In the records below, find the line containing "Expected behaviour: the pointer locates the turbulent"; give it again exactly, along with every line that follows, and nothing else.

INPUT RECORDS ->
----------------------------------------

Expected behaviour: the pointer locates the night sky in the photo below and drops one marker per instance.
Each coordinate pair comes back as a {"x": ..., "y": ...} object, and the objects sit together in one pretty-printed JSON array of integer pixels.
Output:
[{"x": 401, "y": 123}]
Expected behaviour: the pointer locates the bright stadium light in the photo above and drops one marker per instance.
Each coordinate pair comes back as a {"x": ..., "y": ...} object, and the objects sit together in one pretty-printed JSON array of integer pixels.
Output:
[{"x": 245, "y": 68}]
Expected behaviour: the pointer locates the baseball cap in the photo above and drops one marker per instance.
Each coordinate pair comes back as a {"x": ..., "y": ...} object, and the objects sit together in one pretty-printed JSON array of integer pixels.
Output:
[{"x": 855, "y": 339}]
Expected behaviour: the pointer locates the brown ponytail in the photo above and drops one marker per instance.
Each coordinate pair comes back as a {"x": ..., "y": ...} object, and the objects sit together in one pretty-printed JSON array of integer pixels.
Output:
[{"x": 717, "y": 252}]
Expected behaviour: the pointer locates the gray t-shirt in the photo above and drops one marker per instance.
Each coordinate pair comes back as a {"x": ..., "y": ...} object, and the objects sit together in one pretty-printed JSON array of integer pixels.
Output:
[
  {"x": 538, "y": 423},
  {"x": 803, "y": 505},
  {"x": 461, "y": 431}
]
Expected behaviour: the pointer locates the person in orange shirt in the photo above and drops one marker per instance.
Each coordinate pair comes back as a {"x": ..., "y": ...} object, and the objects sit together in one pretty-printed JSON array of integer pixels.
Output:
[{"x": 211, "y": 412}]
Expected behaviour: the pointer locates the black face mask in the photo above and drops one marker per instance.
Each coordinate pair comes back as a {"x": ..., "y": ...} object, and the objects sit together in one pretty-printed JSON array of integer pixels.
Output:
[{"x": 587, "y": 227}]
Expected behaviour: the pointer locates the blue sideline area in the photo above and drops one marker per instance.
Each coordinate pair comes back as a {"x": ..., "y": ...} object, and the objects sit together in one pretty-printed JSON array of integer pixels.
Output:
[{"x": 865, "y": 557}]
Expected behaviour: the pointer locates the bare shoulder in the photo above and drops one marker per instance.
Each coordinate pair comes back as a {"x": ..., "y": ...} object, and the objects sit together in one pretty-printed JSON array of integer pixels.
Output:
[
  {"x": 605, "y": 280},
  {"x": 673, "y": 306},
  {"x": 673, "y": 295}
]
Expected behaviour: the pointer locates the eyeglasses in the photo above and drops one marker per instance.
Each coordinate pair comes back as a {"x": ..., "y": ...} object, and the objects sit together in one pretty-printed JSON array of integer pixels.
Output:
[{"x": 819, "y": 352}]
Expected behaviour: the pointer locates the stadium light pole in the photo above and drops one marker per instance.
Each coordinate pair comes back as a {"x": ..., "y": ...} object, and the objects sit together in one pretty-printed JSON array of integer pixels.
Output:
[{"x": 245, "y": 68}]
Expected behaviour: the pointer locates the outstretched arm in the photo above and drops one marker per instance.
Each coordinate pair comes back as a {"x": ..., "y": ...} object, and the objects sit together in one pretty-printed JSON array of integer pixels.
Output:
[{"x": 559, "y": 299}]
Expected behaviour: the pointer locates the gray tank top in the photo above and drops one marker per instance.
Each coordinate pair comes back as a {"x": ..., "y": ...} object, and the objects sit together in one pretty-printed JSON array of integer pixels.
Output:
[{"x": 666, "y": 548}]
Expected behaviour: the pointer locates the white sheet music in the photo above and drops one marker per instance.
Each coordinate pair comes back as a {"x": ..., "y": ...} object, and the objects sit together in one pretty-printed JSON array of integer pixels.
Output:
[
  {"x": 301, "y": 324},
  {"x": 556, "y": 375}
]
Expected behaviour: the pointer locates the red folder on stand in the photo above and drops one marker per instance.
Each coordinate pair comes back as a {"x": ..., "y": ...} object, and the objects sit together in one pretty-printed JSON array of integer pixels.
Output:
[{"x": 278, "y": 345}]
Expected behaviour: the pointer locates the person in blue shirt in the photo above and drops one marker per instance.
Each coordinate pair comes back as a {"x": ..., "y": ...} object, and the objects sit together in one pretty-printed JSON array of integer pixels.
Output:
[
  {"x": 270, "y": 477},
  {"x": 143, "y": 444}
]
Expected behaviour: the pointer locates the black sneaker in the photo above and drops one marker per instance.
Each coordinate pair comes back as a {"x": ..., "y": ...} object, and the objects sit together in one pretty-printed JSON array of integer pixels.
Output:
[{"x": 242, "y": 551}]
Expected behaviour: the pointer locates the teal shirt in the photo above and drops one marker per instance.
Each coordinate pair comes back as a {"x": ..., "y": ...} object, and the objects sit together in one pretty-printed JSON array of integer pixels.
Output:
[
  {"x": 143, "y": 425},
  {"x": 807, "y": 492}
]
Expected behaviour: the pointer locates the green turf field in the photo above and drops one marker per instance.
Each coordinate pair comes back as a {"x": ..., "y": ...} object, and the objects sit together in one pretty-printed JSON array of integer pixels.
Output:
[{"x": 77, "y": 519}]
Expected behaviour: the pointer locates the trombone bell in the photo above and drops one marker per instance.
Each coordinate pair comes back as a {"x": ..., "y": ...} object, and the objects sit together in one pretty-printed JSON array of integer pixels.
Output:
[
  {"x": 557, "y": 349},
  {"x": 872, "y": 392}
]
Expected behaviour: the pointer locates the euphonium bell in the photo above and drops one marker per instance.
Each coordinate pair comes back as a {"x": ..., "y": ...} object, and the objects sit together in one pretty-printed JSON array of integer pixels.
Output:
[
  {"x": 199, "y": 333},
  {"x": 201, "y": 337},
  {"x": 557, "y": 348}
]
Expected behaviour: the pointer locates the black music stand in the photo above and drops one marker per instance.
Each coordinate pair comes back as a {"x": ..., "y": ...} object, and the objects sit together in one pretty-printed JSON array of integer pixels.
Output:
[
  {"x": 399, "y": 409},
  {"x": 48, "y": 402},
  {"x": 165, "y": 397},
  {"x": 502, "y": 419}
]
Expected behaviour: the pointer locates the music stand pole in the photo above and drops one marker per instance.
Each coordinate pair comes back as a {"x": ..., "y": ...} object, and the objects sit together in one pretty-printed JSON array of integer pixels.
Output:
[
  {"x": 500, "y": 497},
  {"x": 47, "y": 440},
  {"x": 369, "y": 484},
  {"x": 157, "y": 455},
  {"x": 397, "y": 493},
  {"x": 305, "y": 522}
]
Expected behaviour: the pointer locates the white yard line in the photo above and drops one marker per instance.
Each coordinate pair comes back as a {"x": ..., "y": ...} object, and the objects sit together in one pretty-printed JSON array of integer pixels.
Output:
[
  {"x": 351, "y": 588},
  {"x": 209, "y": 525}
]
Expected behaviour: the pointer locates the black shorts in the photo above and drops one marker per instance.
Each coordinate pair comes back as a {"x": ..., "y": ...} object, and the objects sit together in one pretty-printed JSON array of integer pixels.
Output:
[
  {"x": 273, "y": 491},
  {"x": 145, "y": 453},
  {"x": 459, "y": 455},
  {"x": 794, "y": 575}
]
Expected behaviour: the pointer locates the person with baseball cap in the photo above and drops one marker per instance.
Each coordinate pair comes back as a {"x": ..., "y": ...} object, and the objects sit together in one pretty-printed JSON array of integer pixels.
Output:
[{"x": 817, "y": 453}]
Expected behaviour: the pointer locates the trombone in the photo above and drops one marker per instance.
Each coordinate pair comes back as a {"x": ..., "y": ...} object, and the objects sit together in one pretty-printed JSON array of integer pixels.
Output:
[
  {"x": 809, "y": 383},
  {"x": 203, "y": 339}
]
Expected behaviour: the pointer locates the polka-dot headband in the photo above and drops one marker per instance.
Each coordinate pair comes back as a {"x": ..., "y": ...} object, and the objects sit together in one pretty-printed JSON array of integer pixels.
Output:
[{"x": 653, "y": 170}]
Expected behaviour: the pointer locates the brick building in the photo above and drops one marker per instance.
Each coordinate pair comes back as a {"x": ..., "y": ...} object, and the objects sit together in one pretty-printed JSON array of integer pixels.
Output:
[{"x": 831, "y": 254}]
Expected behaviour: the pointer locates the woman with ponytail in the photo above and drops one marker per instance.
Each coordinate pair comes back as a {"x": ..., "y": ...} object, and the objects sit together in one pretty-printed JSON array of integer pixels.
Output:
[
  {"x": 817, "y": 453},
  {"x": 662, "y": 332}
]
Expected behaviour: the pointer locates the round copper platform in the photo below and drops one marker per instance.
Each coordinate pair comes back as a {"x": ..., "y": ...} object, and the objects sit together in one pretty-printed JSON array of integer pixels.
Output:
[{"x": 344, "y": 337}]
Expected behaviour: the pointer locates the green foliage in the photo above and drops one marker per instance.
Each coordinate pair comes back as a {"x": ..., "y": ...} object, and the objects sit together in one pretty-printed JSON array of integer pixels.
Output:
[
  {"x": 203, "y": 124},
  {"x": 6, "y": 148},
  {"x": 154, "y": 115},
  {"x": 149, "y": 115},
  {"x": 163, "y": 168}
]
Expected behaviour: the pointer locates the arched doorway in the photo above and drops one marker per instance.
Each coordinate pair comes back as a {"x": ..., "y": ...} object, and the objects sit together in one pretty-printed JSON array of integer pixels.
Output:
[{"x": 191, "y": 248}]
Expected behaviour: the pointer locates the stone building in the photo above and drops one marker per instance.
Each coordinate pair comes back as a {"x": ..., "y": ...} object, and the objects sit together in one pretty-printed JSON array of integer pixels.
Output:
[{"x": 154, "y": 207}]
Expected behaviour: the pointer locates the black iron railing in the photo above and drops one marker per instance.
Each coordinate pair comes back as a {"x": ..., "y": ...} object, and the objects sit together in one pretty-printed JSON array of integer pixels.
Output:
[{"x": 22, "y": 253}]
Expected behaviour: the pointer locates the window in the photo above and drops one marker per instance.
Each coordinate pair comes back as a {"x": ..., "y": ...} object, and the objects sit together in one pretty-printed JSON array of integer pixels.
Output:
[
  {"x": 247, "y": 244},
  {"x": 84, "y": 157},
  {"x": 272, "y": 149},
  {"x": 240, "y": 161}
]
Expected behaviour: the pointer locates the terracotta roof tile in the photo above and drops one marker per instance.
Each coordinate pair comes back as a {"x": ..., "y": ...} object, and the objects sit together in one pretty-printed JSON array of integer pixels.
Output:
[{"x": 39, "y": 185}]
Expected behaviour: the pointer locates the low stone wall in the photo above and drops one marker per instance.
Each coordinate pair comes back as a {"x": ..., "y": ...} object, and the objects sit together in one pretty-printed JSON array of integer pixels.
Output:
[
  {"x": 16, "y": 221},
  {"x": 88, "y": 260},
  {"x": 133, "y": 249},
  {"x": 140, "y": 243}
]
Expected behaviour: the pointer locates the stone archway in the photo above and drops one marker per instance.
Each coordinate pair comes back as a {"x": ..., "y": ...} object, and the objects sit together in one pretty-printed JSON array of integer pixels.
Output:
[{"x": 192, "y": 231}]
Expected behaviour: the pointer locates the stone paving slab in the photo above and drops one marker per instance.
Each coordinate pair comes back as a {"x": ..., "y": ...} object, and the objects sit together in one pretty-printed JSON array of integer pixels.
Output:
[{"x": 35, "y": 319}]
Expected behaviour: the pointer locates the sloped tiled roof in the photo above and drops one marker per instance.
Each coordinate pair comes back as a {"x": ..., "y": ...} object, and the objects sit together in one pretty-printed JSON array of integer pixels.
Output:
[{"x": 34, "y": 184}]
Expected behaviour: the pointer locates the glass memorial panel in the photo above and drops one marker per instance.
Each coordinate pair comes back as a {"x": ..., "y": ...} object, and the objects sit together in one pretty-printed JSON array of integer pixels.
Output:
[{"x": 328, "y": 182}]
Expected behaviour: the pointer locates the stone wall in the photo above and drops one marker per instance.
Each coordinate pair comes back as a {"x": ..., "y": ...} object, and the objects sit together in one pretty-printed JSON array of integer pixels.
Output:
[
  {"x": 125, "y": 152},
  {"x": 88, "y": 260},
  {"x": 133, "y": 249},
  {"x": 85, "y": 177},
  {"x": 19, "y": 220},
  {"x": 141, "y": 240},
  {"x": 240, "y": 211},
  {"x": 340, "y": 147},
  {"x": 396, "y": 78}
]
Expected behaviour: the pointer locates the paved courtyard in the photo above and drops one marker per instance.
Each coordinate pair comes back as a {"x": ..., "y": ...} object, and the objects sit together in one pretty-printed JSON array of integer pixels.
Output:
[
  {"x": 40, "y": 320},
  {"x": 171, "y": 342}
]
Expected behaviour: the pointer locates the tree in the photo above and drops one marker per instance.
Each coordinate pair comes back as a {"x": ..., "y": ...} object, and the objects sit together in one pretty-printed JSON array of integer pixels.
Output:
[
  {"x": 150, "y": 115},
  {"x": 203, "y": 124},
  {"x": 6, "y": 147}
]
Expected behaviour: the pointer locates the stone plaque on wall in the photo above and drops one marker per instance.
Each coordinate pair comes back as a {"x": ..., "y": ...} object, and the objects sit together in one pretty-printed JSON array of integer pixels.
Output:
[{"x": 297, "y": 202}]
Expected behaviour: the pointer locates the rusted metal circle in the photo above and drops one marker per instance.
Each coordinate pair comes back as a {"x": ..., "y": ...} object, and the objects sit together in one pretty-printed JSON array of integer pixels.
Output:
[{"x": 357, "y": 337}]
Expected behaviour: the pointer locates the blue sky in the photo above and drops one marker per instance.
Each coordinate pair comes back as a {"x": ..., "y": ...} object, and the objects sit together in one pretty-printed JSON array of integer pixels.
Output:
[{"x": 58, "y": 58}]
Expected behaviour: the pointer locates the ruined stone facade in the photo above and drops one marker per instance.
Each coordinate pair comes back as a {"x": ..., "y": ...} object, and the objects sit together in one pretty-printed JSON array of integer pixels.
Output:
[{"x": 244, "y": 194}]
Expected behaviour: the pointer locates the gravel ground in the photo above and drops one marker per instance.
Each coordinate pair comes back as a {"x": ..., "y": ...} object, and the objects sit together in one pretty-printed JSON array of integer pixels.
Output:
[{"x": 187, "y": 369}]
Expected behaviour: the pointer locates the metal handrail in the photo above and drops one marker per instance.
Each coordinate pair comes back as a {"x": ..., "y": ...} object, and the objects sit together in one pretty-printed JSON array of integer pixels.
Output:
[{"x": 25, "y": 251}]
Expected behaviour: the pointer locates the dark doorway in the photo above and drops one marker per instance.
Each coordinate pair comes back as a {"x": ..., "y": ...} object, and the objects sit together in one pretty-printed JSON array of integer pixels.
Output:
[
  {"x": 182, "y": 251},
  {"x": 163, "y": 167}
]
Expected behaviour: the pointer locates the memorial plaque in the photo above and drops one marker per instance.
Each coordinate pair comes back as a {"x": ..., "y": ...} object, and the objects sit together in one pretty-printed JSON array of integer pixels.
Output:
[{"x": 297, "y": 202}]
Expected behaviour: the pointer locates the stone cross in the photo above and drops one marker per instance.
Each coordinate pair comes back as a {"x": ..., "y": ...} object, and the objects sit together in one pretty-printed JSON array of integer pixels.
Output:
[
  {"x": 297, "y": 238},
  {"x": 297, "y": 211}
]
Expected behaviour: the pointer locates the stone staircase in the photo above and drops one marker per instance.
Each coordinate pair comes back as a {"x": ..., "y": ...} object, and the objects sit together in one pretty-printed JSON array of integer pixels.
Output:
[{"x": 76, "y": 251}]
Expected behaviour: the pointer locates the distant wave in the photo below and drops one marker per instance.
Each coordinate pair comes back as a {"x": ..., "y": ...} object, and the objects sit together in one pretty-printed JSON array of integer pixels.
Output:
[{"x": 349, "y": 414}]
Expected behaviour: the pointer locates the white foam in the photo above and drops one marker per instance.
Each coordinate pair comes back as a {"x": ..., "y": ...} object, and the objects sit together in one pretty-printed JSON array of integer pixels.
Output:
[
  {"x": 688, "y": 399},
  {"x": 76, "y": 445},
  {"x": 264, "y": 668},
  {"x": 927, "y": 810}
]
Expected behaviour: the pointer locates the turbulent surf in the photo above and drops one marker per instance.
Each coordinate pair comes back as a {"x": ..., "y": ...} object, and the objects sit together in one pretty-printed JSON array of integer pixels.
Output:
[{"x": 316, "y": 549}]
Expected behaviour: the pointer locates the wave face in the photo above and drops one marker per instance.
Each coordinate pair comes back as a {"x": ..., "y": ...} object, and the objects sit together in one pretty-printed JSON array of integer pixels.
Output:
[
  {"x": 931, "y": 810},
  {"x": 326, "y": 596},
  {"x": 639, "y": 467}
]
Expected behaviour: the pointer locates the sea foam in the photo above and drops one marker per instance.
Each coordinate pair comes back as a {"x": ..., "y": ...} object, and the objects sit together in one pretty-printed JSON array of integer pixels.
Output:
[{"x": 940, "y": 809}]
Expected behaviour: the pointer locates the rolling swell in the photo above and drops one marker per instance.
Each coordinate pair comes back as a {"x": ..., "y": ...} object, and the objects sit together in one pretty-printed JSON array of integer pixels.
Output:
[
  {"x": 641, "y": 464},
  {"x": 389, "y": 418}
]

----------------------------------------

RESULT FOR THIS EXERCISE ->
Expected behaviour: the pointer locates the turbulent surf in the photo above and drops one marker per instance.
Each coordinate pair comes back as a {"x": ..., "y": ...} object, and the objects sit together in one pretty-printed JSON array of integer pixels.
Output:
[{"x": 316, "y": 549}]
Expected behaviour: the pointer locates the wave face in the photo above and drops one marker per instance.
Each coordinate pair comes back as a {"x": ..., "y": ...} object, and the objects sit together in one pretty-printed JSON array of integer pixels.
Output:
[
  {"x": 931, "y": 810},
  {"x": 326, "y": 596},
  {"x": 639, "y": 467}
]
Expected behaviour: the pointer locates the sea foam in the photo above and drops one marker per instance.
Each coordinate pair comes back as a {"x": ..., "y": ...} object, and the objects sit together in one pretty-printed JSON array of integer pixels.
Output:
[{"x": 940, "y": 809}]
Expected behaviour: the pointer locates the rolling swell in the photo above and drops one marker per instance.
Each coordinate pair comes back as a {"x": ..., "y": ...} object, and the objects sit together in one pretty-printed JSON array of integer pixels.
Output:
[
  {"x": 641, "y": 464},
  {"x": 389, "y": 418}
]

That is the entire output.